*Brano di partenza:*
□ □ □
Nella categoria: HOME | Recensioni

 

Un po' rimane quel senso di vergogna quando dico davanti a qualcuno che in fondo i libri di Shadowhunters non sono poi così male.

Sarà perché trovo terribili gli Young Adult, categoria della quale i molteplici libri della saga di Shadowhunters fanno indiscutibilmente parte, sarà perché spesso il nome di questa saga è ricondotto a folle di ragazzine invasate che scrivono fan fiction di dubbio gusto e che per Halloween si disegnano marchi sul corpo, indossano tutine nere attillate e fingono di essere Clary Fairchild.
Lo ammetto, non sono mai riuscita a scambiare opinioni con qualcuno in merito a questa saga, un po' perché, come vi ho detto, non ho mai ammesso apertamente di esserne abbastanza fan, un po' perché, forse a causa di tutti questi pregiudizi, non ho mai incontrato nessuno che l’avesse letta.

In realtà, sempre leggendo Wikipedia, scoprii anni fa che questi romanzi vengono ricompresi anche nella categoria “urban fantasy”. E che vuol dire, direte voi? L’urban fantasy è quel sottogenere del fantasy vero e proprio, in cui l'elemento fantastico è legato agli ambienti urbani e alle loro tematiche “terrene”. Ho provato a leggere anche altri romanzi “urban fantasy” in seguito (“L’accademia dei vampiri” di Richelle Mead e anche un altro di cui, per farvi capire quanto mi sia piaciuto, non ricordo nemmeno il titolo), ma nessuno ha mai incrociato più di tanto il mio gusto.
□ □ □
*Dati registrati:*
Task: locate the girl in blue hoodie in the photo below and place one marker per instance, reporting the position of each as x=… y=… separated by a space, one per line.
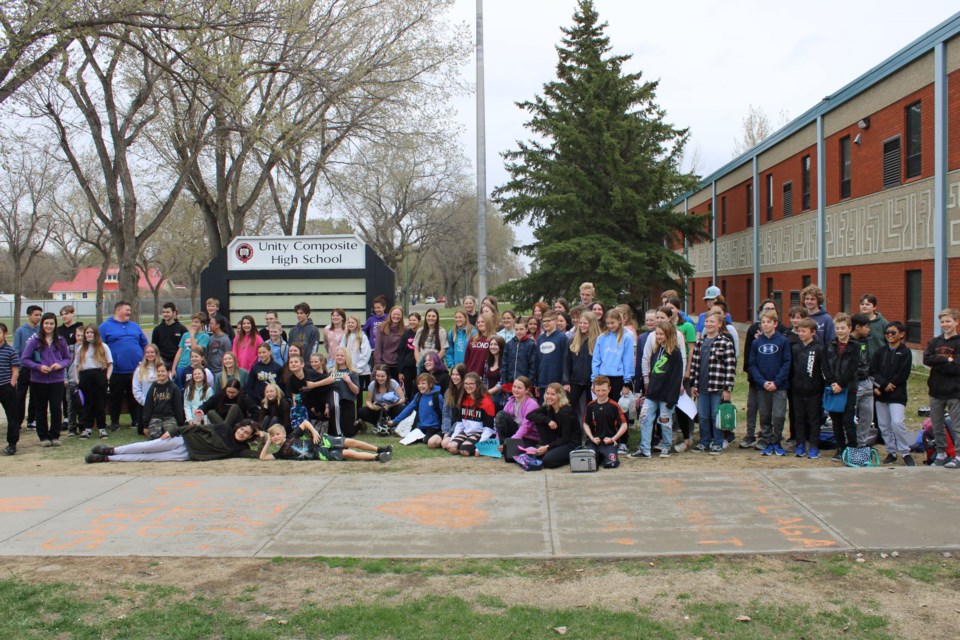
x=613 y=355
x=428 y=403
□ □ □
*Compito assegnato:*
Copia dal brano su Shadowhunters il pezzo che comincia con "Lo ammetto, non" e va avanti fino a "che l’avesse letta.". Questi dati arrivano da un'altra fonte.

*Risposta attesa:*
Lo ammetto, non sono mai riuscita a scambiare opinioni con qualcuno in merito a questa saga, un po' perché, come vi ho detto, non ho mai ammesso apertamente di esserne abbastanza fan, un po' perché, forse a causa di tutti questi pregiudizi, non ho mai incontrato nessuno che l’avesse letta.